### PROBLEM REQUIREMENTS
Everything from the line containing "of the jacket" to the close of the records below should be output exactly, line by line, with no other lines given.
[DATA UNDER STUDY — start]
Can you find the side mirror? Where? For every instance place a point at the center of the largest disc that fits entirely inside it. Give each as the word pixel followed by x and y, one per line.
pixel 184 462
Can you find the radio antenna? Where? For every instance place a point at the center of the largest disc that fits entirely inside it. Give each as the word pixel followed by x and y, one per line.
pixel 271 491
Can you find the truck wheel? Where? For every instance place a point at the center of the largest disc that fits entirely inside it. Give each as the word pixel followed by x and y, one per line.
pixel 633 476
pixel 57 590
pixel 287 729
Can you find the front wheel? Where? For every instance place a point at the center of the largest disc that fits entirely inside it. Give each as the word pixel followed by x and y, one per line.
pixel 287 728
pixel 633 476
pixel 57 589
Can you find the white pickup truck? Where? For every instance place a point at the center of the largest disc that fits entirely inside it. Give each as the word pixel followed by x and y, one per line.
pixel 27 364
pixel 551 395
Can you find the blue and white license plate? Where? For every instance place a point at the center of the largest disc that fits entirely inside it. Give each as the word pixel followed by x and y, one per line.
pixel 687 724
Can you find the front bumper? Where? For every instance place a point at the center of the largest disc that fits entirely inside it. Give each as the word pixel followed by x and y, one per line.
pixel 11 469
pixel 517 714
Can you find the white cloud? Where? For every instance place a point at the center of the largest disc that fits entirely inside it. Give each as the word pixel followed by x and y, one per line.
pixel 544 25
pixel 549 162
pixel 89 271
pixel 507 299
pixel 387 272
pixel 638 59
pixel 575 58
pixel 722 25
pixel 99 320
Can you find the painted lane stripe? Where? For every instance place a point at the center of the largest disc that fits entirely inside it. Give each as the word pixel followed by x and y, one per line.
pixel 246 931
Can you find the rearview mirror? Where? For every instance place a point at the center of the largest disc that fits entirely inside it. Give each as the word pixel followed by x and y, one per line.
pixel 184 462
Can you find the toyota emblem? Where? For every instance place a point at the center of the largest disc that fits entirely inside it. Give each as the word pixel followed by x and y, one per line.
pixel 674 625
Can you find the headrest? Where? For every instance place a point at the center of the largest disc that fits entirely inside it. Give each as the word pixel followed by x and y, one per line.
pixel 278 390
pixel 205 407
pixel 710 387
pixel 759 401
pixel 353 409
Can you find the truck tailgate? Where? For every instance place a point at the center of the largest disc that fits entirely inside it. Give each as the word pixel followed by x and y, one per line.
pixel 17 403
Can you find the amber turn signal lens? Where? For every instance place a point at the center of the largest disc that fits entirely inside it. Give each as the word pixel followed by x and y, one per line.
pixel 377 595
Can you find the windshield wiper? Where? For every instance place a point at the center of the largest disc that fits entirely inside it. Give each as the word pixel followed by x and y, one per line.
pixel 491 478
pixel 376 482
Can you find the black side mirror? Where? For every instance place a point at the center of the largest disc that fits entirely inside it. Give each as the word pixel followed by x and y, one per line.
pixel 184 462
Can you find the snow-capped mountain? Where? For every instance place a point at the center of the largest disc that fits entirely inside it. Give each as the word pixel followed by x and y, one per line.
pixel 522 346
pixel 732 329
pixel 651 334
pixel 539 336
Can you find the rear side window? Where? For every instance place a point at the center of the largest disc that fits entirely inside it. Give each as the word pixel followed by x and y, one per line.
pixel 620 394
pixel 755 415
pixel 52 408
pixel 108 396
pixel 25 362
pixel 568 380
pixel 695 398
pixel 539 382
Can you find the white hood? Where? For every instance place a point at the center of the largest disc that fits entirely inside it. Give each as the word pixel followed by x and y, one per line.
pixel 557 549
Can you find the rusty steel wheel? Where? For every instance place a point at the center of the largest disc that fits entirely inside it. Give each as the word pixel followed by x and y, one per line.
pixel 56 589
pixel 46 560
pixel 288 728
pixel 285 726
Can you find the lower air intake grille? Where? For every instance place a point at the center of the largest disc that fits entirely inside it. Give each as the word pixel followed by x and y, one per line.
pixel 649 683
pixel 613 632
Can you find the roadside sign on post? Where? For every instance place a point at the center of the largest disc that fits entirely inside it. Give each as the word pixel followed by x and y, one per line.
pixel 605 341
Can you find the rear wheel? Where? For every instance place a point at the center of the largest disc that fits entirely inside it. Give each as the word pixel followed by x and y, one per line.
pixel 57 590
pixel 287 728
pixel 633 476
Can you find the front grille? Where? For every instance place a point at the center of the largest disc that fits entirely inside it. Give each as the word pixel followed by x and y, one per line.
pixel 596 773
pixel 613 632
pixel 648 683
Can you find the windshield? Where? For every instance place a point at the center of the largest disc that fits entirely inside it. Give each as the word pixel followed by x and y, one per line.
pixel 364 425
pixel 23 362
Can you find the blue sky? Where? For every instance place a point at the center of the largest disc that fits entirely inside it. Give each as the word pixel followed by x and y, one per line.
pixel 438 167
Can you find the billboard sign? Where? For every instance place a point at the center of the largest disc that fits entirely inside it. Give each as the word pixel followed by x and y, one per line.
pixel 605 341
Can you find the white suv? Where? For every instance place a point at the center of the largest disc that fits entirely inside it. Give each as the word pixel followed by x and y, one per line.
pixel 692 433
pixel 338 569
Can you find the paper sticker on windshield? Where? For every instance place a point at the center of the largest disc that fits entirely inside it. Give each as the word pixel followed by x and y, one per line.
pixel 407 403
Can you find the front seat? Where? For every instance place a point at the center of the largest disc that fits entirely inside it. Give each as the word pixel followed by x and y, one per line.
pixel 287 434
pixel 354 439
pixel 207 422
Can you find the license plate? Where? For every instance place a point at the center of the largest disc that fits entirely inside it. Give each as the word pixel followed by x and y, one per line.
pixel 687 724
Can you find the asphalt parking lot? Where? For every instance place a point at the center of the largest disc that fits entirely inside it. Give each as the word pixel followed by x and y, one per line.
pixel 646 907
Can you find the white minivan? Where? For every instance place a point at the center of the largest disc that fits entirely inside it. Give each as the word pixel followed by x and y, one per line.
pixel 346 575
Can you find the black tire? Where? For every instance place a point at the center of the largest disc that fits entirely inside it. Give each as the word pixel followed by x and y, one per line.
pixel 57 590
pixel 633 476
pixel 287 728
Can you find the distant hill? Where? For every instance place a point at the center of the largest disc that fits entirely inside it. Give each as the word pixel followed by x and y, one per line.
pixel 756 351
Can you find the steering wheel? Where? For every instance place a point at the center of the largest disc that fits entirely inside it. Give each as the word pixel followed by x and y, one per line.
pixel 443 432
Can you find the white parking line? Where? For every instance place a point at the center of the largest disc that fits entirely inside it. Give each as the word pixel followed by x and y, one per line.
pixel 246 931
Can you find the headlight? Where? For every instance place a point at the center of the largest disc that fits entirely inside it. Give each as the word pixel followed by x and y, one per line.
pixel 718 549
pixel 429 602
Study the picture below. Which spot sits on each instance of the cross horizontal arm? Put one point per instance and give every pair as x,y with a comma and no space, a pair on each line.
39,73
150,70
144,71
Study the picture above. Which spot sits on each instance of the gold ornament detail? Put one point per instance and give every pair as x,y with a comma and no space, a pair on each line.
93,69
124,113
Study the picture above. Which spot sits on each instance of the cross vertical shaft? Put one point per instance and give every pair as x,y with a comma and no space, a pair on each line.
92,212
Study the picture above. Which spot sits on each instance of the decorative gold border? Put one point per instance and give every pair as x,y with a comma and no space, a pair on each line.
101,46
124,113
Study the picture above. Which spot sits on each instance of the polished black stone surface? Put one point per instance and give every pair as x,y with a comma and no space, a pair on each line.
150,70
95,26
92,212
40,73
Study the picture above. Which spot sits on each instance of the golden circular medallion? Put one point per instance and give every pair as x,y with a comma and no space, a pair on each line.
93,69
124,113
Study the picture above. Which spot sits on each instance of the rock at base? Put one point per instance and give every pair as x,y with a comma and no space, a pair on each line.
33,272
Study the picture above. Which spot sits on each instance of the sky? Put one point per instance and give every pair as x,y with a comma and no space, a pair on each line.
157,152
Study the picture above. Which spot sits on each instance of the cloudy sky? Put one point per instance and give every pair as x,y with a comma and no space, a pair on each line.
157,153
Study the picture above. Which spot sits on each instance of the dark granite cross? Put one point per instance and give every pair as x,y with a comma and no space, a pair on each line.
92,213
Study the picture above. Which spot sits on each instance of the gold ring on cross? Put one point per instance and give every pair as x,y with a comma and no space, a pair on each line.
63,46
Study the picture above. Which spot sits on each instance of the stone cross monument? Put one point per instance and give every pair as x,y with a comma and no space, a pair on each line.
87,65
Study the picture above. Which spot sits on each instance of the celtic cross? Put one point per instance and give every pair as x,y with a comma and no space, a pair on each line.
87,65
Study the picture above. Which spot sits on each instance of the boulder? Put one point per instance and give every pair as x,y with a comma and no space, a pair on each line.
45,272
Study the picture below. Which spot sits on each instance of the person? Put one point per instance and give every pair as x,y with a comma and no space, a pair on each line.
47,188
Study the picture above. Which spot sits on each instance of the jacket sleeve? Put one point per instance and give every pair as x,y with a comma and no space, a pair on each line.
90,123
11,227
[DATA UNDER STUDY — finish]
### WRITTEN RESPONSE
Study the picture above. Which spot sits on each instance of the jacket sleeve? Put one point per instance and give every pair as x,y with a comma and no space, a pair on each line.
90,123
11,227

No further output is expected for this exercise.